ABOUT THIS EXERCISE:
Each line of the material should be output exactly as shown.
== SUPPLIED DATA ==
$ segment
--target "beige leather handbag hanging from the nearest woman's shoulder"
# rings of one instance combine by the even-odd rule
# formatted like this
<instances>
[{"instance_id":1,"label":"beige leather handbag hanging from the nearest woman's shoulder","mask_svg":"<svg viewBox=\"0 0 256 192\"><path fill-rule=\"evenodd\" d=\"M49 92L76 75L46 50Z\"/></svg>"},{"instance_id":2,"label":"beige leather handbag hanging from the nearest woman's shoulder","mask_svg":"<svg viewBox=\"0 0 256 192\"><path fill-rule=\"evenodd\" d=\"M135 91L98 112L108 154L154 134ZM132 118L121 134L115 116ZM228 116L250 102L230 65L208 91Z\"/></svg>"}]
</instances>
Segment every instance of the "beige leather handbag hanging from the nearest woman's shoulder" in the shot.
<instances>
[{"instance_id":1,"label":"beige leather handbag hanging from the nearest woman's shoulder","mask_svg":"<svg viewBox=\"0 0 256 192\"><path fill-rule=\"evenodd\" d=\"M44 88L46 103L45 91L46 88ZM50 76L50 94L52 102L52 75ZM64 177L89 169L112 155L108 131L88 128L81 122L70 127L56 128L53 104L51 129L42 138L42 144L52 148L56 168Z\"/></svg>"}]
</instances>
===
FINISHED EXERCISE:
$ segment
--target "beige leather handbag hanging from the nearest woman's shoulder"
# rings of one instance combine by the even-odd rule
# formatted like this
<instances>
[{"instance_id":1,"label":"beige leather handbag hanging from the nearest woman's shoulder","mask_svg":"<svg viewBox=\"0 0 256 192\"><path fill-rule=\"evenodd\" d=\"M49 92L76 75L46 50Z\"/></svg>"},{"instance_id":2,"label":"beige leather handbag hanging from the nearest woman's shoulder","mask_svg":"<svg viewBox=\"0 0 256 192\"><path fill-rule=\"evenodd\" d=\"M135 91L98 112L108 154L154 134ZM132 118L121 134L115 116ZM228 116L250 102L230 65L208 91Z\"/></svg>"}]
</instances>
Segment every instance of the "beige leather handbag hanging from the nearest woman's shoulder" in the shot.
<instances>
[{"instance_id":1,"label":"beige leather handbag hanging from the nearest woman's shoulder","mask_svg":"<svg viewBox=\"0 0 256 192\"><path fill-rule=\"evenodd\" d=\"M44 88L46 103L45 91L46 88ZM50 76L50 94L52 102L52 75ZM64 177L89 169L112 155L108 131L88 128L81 122L70 127L56 128L53 104L51 129L42 138L42 144L52 148L56 168Z\"/></svg>"}]
</instances>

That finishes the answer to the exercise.